Directions for this task
Can you copy out every line of the records below word for word, leaving the pictures out of your answer?

Extracted records
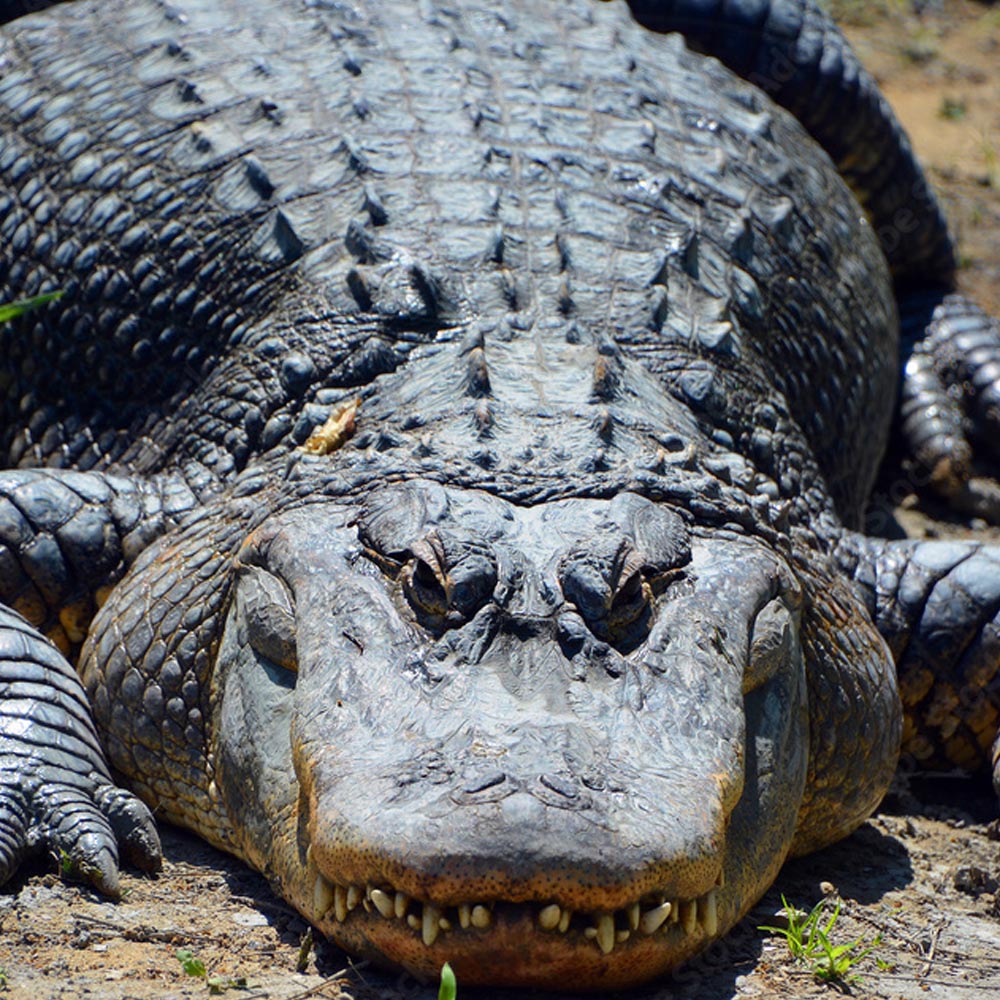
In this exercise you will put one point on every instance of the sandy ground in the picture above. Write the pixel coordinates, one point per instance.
(922, 874)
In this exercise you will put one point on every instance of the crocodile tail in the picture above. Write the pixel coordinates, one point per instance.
(792, 50)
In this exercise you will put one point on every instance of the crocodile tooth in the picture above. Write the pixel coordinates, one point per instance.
(430, 927)
(710, 912)
(689, 915)
(383, 903)
(652, 920)
(322, 897)
(606, 933)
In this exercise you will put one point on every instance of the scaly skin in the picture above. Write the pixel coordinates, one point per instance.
(446, 493)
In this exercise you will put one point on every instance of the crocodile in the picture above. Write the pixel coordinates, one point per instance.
(440, 480)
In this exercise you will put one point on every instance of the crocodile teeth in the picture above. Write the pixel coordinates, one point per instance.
(431, 924)
(383, 903)
(549, 917)
(607, 929)
(322, 897)
(652, 920)
(689, 915)
(606, 933)
(710, 912)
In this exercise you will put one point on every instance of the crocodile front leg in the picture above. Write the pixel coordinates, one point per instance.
(64, 538)
(938, 606)
(56, 794)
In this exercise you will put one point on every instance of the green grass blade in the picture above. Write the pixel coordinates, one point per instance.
(449, 987)
(14, 309)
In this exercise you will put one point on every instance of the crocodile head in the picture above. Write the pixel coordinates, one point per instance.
(555, 744)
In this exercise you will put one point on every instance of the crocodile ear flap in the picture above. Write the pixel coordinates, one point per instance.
(658, 532)
(394, 517)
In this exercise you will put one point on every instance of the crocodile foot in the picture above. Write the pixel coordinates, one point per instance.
(950, 396)
(56, 795)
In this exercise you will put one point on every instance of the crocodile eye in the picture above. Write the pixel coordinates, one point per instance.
(770, 644)
(425, 590)
(450, 577)
(609, 588)
(630, 603)
(266, 612)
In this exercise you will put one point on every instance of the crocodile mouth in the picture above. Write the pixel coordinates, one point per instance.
(650, 916)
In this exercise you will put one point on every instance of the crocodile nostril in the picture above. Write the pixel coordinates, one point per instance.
(481, 782)
(562, 786)
(487, 786)
(572, 633)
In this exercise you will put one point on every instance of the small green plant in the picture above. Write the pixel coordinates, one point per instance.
(14, 309)
(809, 942)
(992, 160)
(449, 987)
(194, 966)
(305, 950)
(954, 109)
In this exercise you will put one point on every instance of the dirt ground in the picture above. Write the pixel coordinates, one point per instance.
(922, 874)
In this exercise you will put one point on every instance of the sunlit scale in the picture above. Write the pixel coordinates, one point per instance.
(653, 914)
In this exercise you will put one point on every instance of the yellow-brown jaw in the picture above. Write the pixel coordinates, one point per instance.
(519, 944)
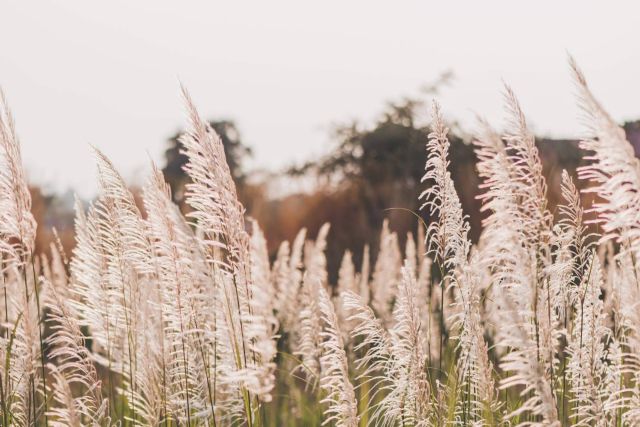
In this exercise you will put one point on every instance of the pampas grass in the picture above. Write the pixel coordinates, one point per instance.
(162, 319)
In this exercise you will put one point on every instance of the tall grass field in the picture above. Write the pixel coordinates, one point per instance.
(160, 318)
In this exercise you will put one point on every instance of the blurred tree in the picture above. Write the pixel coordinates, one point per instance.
(378, 169)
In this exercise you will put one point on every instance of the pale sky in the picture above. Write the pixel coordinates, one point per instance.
(106, 73)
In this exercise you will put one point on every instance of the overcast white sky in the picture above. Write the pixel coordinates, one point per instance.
(106, 73)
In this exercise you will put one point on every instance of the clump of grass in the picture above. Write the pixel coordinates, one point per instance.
(162, 319)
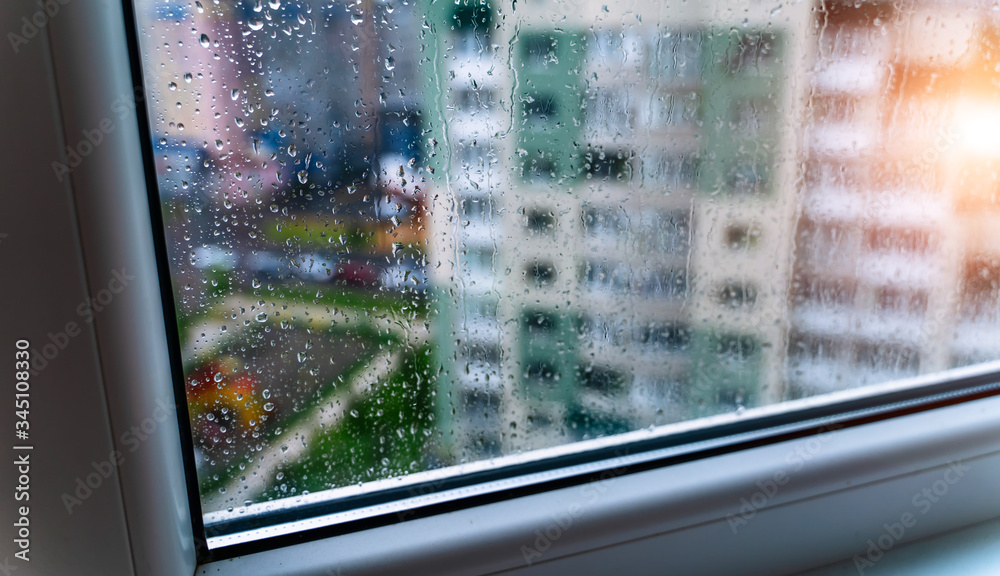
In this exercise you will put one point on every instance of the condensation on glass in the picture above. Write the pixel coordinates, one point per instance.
(406, 236)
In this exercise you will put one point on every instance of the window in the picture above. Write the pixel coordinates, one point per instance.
(251, 235)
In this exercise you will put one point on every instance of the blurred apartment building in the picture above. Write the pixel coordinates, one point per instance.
(610, 196)
(896, 252)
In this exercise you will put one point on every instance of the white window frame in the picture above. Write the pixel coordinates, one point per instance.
(691, 517)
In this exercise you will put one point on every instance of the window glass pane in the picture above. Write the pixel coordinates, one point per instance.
(409, 237)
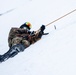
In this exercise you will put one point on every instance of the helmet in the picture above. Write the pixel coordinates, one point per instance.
(26, 25)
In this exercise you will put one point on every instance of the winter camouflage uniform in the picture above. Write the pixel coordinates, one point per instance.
(19, 39)
(18, 35)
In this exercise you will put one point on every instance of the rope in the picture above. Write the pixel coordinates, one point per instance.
(61, 17)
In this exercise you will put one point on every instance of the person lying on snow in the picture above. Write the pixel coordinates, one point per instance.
(21, 38)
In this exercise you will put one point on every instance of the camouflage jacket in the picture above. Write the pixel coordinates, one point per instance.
(24, 34)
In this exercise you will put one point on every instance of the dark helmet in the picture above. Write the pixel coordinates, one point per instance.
(26, 25)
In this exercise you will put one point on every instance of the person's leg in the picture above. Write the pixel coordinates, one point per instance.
(12, 52)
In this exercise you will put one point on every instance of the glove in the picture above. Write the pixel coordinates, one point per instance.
(42, 28)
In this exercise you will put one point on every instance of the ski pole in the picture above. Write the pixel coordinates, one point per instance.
(61, 17)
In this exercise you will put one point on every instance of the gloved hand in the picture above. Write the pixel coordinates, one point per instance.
(42, 28)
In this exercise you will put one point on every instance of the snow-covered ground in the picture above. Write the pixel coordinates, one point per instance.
(54, 54)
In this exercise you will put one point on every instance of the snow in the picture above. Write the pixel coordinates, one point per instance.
(55, 53)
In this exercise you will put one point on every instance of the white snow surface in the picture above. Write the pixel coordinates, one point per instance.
(54, 54)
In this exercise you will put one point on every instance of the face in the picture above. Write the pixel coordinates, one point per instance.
(25, 28)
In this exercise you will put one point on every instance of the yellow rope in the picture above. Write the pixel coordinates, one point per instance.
(61, 17)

Correct response
In this exercise you will put one point on every instance of the sandy ground in the picture above. Write the pixel coordinates, one point per instance.
(922, 874)
In this exercise you will put one point on every instance of the crocodile tail in the picture above. Write the pixel coordinates, one point per instance.
(792, 50)
In this exercise you will put one point on every instance of the crocodile tooth in the picture above. Write the pixel coordinates, one point per instance.
(430, 927)
(710, 912)
(689, 915)
(383, 903)
(652, 920)
(322, 897)
(606, 933)
In this exercise you will put one point on every instance of the scaly skin in the picture above. Write the pixel coordinates, one point per instance.
(446, 493)
In this exercise you will put one point on every instance of the crocodile in the picture above. Write the pixel coordinates, one point per instance.
(440, 480)
In this exercise you will put one point on every instance of the crocodile teeth in the picture above. Write the pixel coordinates, one point per instance.
(431, 924)
(383, 903)
(549, 917)
(607, 929)
(322, 897)
(652, 920)
(689, 915)
(606, 933)
(710, 912)
In this exercise you will put one point on every instance of the crocodile front leg in the picture above. Write the pixel coordinates, one point per instance.
(64, 538)
(938, 606)
(56, 794)
In this exercise you will put one point on every instance of the green grass blade in the picture above. Write the pixel coordinates, one point per instance.
(449, 987)
(14, 309)
In this exercise you will put one point on every instance of the crocodile head in the picture above. Write the pixel coordinates, one point per instance.
(555, 744)
In this exercise you will put one point on every instance of the crocodile ear flap in the picture above. Write the pixel coordinates, one point per instance.
(658, 532)
(394, 517)
In this exercise you will put one point on every instance of the crocodile foot in the picture above. Write the pixel coordinates, one point per instance.
(950, 396)
(56, 795)
In this exercise you will put one point on every instance of the crocodile eye in the picture above. Write the pixel coordinates, one point per instance.
(770, 644)
(425, 590)
(450, 577)
(609, 588)
(630, 603)
(266, 612)
In this exercise you will put one point on every instance of the crocodile mouth in the picture above. Write the pixel coordinates, one point per instance.
(650, 916)
In this exercise you will put one point on every instance of the crocodile nostril in the picture above. Write the pixel coordinates, one point per instance.
(481, 782)
(562, 786)
(487, 786)
(572, 633)
In this exercise you will put one point on every instance of the small green plant in the picture above. Write the pixel coordinates, one point per instance.
(14, 309)
(809, 942)
(992, 160)
(449, 987)
(194, 966)
(305, 950)
(954, 109)
In this exercise you will put one point on every instance of the dirt ground in the picture above. Write the pixel coordinates, one point per instance.
(922, 874)
In this exercise you will put one point on every instance of the sunlit scale in the picture above. Write the pixel coordinates, one point per instance.
(653, 914)
In this exercise you will put one point on every instance of the yellow-brown jaw in the picture above. Write the pixel coordinates, one point per instance.
(519, 944)
In this exercise you will put one point on every instance of the pampas grass in the picture above. Write the pixel coordinates, one point per instance.
(162, 319)
In this exercise you will put one point on every instance of the tall grass field in the picture above. Write the pixel coordinates, one point per instance.
(160, 318)
In this exercise you will put one point on every instance of the blurred tree in the picture above. Write the pixel coordinates, one point per instance.
(378, 169)
In this exercise you will put one point on every instance of the pale sky in the picture above. Write the pixel coordinates, one point per instance.
(106, 73)
In this exercise you will put one point on every instance of the overcast white sky in the picture above. Write the pixel coordinates, one point per instance.
(106, 73)
In this exercise you will put one point on every instance of the clump of grass in the picture above. Write the pixel coordinates, one point per instance.
(162, 319)
In this exercise you will put one point on every instance of the condensation on glass in the picture above. Write the pixel coordinates, one point per instance.
(406, 236)
In this exercise you will put one point on every instance of the window in the picture above. Write the pixel coordinates, one point per instance.
(251, 235)
In this exercise you will put one point on every instance of the blurred apartment building in the picture above. Write the pixel coordinates, one point per instance.
(610, 196)
(896, 252)
In this exercise you will put one point on every instance of the white window frame in the picture above. Write the pixel coordinates, one point per instance.
(691, 517)
In this exercise you will put one point on every instance of the window glass pane in the picture above. Write the pixel coordinates, one point per instance.
(409, 237)
In this exercise you will put one point on every instance of the helmet in the picture above. Write the pixel coordinates, one point per instance.
(26, 25)
In this exercise you will put one point on every instance of the winter camouflage uniform in the picture above. Write the pixel coordinates, one point per instance.
(19, 39)
(18, 35)
In this exercise you will put one point on every instance of the rope in the picture above. Write the pixel coordinates, one point per instance.
(61, 17)
In this exercise you will put one point on every instance of the person lying on snow in the picture above. Write the pixel coordinates, one point per instance.
(21, 38)
In this exercise you will put one point on every instance of the camouflage jacket in the picture above. Write the pixel coordinates, one point per instance.
(24, 34)
In this exercise you will put one point on every instance of the dark helmet in the picture above. Write the pixel coordinates, one point per instance.
(26, 25)
In this exercise you will put one point on every instance of the person's leg in the picture above. Write the pixel coordinates, one point per instance.
(12, 52)
In this exercise you will put one point on every instance of the glove in the picture above. Write the pixel coordinates, one point per instance.
(42, 28)
In this exercise you will put one point on every instance of the ski pole in the picture above. Write the pixel coordinates, one point per instance.
(61, 17)
In this exercise you will put one point on every instance of the gloved hand in the picture above. Write the pixel coordinates, one point per instance.
(42, 28)
In this exercise you will put one point on every instance of the snow-covered ground in the picture above. Write the pixel coordinates, one point per instance.
(54, 54)
In this exercise you will put one point on every instance of the snow in the picture above. Write the pixel coordinates, one point per instance.
(55, 53)
In this exercise you will put one point on every instance of the white snow surface in the picture above. Write the pixel coordinates, one point per instance.
(54, 54)
In this exercise you will put one point on every instance of the face in the picture above. Write the pixel coordinates, one point per instance.
(25, 28)
In this exercise you will put one point on every instance of the yellow rope in the picture above. Write the pixel coordinates, one point per instance.
(61, 17)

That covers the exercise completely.